══ INFORMATION

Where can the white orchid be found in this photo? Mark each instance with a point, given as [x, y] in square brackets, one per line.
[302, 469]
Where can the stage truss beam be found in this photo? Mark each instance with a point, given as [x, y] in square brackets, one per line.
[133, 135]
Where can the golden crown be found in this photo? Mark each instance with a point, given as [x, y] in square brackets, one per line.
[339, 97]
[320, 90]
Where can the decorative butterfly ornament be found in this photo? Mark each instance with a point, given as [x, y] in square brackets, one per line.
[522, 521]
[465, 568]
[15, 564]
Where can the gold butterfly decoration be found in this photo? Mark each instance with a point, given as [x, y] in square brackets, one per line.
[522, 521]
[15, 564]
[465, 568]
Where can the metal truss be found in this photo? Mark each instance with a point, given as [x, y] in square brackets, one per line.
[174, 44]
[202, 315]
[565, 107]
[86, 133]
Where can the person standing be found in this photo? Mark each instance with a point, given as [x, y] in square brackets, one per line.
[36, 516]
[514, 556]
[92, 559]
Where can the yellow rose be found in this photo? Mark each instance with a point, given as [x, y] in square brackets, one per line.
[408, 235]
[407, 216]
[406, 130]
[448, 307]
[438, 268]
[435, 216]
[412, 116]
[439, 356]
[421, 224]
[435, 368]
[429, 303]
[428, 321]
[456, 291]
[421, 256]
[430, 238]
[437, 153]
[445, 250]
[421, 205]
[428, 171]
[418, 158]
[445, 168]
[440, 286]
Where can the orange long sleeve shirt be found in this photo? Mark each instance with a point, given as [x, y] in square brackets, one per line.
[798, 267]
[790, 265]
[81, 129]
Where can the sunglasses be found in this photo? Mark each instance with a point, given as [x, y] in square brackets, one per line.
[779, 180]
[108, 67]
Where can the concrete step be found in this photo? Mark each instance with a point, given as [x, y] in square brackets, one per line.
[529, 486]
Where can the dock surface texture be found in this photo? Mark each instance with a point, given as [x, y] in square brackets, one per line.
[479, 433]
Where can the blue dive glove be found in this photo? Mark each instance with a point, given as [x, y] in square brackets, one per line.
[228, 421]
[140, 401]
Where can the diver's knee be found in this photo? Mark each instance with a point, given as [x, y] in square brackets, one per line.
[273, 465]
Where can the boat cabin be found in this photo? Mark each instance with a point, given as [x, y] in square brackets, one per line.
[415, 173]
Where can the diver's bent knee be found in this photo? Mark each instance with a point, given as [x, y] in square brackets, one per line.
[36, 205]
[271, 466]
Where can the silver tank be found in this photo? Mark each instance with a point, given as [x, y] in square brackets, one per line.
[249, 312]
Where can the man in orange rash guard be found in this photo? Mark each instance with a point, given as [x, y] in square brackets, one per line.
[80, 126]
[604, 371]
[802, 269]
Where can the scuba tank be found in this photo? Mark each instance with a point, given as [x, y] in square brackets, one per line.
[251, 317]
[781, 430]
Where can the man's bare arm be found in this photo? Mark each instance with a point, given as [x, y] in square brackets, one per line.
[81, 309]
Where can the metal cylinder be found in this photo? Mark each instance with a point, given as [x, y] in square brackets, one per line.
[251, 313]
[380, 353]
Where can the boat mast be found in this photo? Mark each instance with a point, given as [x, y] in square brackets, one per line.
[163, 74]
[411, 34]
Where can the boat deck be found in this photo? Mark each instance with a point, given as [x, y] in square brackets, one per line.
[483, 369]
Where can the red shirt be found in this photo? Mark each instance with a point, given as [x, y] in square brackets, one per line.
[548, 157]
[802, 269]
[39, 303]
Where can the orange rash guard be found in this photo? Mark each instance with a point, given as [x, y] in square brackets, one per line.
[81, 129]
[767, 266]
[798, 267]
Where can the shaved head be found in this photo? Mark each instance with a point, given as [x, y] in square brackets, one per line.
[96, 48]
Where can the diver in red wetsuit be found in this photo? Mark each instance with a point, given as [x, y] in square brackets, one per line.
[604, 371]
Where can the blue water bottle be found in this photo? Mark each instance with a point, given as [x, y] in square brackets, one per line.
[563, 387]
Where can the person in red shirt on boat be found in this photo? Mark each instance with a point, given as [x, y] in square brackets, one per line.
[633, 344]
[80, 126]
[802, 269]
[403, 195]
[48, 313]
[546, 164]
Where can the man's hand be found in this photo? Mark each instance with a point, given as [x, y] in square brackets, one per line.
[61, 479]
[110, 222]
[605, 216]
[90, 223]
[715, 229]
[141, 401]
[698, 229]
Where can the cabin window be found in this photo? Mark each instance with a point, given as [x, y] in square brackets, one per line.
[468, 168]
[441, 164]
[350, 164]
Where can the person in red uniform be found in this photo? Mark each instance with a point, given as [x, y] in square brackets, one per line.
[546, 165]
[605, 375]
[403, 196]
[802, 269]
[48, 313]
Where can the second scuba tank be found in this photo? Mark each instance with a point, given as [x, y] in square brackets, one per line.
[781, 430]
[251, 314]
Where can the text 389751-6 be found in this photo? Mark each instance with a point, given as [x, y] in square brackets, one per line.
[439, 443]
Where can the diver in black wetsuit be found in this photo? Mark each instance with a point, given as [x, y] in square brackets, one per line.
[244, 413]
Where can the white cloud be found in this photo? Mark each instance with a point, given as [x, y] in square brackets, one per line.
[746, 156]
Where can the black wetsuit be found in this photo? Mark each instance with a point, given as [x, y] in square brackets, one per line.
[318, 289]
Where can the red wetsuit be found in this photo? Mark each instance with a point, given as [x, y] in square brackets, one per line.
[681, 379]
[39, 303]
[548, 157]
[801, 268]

════

#### [WHAT YOU SHOULD DO]
Only the lines from the one holding "Where can the diver in black" through the end of the listing should appear in the response, each restated exactly.

#### [TASK ANSWER]
Where can the diver in black wetsuit be found in this photo? Mark each instance with a point, given as [x, y] in square brackets, one per line.
[244, 413]
Where can the white cloud be found in this photo? Mark each instance with a point, given as [x, y] in square brackets, one per line.
[746, 156]
Where can the black wetsuit be found in this photo? Mark each instance with a point, given as [x, y] in square brackets, one per line.
[318, 289]
Where can the red wetsuit be found in this photo? Mark each instance with a point, given as [x, y] in square brackets, one per line.
[681, 379]
[39, 303]
[548, 157]
[801, 268]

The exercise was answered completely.